----- Quoted text -----
Twin Limb

Jan 7, 2015 at 5:16 pm
Twin Limb
Photo by Amber Theineman

Things have been accelerating quickly for Twin Limb, the local ominous, dreamy and extremely compelling former duo, now trio (we’ll get to that in a second), that dishes a heavy dose of dark, layered, almost psychedelic folk that seems to know very few limitations. They’re just finishing up a record — they plan on releasing it in spring — recently added a new band member — who is also producing said record — and have two upcoming shows at Zanzabar, one on Wednesday, Jan. 7 and another on Sunday, Jan. 18. Recently, Lacey Guthrie (accordion, keys, vocals) and Maryliz Guillemi (drums, guitar, vocals) stopped into our office to talk to us about the new record, on how they have changed as a band throughout the last year and releasing music on Spotify.

On how the new record will compare to the live show. Lacey: We recently added a new member, so there have been a lot of changes. I think it’s safe to say that the record will reflect what the live show is like now. Maryliz: With some additional layers. We have Scott Moore, who plays strings on the record, but aside from that we are trying hard to produce the record live now, with our third band member, Kevin Ratterman, who is recording the record. He triggers a lot of samples that we wrote — and physically played on the record — he’ll trigger those, with his feet, with his hands. He plays guitar. He’ll add additional percussion, as well.

On adding another member. Maryliz: I wonder if it was shocking for the crowd because it wasn’t what they expected, but, for us, it was like what has always been in our heads. Lacey: Everything actually sounded as big as it felt. I’m glad that we have him before we’re putting out the first record.

On how they’re grown over the last year. Maryliz: At first we just did a good job of coming together and merging, then we played so many shows — we’ve just grown tighter and tighter. We’ve gotten better at knowing how to handle live performances. We’re less nervous. It’s just been a really good learning process. We trust ourselves more, we’re more confident. We’re not scared of any weird idea we have. We just do it.
----- Dataset content -----
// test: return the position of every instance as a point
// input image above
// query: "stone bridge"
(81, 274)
-----
Resume the Twin Limb interview above, picking up right after its last sentence.

● Task response
On their writing process. Lacey: Usually someone just starts playing something. Maryliz: There are times when we are not together and typically she’ll sit down on the piano, write something and send me a little voice memo from her phone, then we’ll get together and just play it. But typically we write together. Lacey: We’ll always come up with a general idea and then we’ll typically record it, walk away from it for a little while, then we’ll come back to it and it will just be finished.

On releasing music though Spotify (which they plan on). Maryliz: It frustrates me that the money don’t go to the artists that deserve it, but I will say, that I’m a Spotify user, because I discover bands there, that I wouldn’t discover otherwise. Then I go the extra mile and I purchase their record from iTunes or at their show or whatever. I feel like it’s a missed opportunity if you don’t put your music out there, but I’m emotionally torn over it. The music industry is such a difficult, terrible place. Lacey: It’s like Mars. Maryliz: Yeah, you want to be there so bad, then you’re like, ‘this is awful!’ [laughter] Lacey: How do I breathe!?! [more laughter]

[Side conversation between them about the winds of Jupiter] Maryliz: See, this is what happens.

On when they plan on going back in the studio after their first album is released. Maryliz: We already have it booked.

Twin Limb

Wednesday, Jan. 7


2100 S. Preston St.

$8; 9 p.m.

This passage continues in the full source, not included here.